___ RECORDED DATA

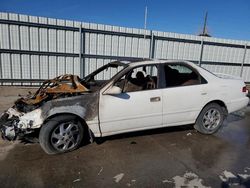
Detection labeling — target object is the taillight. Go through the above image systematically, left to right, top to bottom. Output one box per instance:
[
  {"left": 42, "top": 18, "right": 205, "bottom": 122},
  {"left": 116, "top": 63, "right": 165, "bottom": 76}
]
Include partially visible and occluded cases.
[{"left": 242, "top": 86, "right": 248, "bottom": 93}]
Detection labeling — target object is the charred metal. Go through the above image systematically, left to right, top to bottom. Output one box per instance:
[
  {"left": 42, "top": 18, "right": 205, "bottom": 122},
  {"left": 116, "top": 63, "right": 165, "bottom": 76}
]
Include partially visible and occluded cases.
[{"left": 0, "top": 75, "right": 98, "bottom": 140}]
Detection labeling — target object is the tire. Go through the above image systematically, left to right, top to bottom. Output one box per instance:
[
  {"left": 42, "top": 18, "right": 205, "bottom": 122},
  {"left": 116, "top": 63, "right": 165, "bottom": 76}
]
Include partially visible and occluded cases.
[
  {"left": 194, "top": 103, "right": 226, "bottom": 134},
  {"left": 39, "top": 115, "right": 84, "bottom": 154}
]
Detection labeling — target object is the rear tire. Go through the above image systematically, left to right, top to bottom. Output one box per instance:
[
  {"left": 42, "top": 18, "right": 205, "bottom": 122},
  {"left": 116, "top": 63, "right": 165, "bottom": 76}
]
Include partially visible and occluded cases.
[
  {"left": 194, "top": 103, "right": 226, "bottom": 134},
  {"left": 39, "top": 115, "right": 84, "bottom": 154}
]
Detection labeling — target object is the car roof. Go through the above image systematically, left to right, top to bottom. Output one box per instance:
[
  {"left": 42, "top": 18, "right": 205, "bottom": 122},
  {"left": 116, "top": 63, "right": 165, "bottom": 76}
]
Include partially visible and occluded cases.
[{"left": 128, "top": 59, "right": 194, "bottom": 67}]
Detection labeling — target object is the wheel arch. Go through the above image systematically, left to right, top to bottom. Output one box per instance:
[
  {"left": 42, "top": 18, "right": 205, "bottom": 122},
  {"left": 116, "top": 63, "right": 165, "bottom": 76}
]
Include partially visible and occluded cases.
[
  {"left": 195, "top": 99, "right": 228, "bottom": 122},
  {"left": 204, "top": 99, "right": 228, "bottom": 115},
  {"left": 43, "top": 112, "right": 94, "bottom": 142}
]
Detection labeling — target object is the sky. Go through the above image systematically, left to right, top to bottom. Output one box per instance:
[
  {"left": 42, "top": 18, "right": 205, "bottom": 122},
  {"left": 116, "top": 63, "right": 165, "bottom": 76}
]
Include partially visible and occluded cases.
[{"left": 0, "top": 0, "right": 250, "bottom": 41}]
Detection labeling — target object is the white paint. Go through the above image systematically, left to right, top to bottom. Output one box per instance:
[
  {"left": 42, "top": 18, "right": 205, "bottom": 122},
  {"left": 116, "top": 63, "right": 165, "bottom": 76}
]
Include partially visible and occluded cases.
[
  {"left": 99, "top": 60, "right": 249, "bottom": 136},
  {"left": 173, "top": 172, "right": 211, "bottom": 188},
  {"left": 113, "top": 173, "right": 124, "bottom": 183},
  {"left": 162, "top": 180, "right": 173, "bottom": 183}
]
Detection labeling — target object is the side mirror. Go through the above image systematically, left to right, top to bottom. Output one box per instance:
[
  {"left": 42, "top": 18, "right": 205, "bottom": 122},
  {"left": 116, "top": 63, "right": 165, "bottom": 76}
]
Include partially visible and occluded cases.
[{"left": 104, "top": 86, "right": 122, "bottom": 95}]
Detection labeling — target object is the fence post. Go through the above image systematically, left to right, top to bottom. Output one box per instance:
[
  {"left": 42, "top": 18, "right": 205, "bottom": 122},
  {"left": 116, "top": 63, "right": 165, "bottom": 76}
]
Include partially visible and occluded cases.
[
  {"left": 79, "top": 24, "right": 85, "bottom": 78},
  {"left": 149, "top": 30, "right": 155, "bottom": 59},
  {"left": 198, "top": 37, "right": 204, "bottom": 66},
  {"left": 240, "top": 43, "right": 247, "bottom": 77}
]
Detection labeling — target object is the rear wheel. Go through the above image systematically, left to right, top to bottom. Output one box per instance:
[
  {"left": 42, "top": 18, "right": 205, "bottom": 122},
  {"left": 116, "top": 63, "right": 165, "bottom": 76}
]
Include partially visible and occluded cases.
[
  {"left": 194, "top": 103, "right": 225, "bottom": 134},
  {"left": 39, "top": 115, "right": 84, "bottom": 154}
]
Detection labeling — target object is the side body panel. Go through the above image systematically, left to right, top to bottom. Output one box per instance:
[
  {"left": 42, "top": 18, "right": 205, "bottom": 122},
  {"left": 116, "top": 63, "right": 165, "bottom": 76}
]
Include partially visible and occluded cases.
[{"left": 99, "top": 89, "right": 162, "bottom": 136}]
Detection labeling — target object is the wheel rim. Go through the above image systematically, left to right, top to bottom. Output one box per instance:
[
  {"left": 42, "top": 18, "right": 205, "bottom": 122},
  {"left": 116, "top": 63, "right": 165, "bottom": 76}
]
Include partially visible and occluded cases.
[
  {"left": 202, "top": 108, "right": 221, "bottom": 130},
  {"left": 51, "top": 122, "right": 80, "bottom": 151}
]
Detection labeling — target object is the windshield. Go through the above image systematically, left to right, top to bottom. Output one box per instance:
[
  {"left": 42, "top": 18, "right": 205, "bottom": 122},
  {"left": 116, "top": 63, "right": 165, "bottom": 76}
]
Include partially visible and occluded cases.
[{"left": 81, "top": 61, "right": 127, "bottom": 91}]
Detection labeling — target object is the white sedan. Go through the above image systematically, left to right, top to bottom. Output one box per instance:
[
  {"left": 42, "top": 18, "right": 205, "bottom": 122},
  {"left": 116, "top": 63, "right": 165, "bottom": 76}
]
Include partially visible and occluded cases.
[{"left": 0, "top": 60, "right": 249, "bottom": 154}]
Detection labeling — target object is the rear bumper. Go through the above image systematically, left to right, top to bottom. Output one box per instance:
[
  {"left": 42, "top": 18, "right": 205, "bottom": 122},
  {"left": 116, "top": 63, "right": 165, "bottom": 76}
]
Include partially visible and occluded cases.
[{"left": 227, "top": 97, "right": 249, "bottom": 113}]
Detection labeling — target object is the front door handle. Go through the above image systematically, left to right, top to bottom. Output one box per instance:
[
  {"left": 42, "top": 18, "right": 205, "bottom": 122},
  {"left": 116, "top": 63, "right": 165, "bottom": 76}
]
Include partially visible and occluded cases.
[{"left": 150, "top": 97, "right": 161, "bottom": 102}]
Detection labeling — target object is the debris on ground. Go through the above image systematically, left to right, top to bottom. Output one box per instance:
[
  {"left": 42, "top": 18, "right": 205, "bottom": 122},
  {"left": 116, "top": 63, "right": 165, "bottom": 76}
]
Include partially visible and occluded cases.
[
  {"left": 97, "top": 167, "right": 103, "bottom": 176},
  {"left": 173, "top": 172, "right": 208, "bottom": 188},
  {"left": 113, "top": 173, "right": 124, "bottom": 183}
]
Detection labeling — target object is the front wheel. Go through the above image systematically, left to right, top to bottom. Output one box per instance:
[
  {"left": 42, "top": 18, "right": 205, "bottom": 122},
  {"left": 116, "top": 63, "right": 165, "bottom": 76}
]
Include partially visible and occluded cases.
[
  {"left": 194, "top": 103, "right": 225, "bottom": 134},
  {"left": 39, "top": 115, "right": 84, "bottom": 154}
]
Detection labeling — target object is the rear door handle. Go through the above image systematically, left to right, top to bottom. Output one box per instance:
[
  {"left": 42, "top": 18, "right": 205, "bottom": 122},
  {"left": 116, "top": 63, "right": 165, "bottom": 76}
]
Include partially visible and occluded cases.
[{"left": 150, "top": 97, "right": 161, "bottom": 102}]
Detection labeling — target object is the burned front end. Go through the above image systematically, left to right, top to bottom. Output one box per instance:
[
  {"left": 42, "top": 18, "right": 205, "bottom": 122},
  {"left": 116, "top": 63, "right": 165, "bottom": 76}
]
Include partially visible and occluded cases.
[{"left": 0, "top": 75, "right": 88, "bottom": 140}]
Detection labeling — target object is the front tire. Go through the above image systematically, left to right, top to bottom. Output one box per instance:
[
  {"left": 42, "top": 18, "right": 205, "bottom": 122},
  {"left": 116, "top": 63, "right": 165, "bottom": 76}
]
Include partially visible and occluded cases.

______

Copy out each of the lines above that has the word "white" in it.

(OUTPUT BELOW)
Detection labeling — target object is the white paint. Go through the above image systematically, left to right, top to bottom. Output one box per instance:
Detection labeling — target object is the white sedan. Go through the above image systematically, left to right, top to bottom. Output one box per instance:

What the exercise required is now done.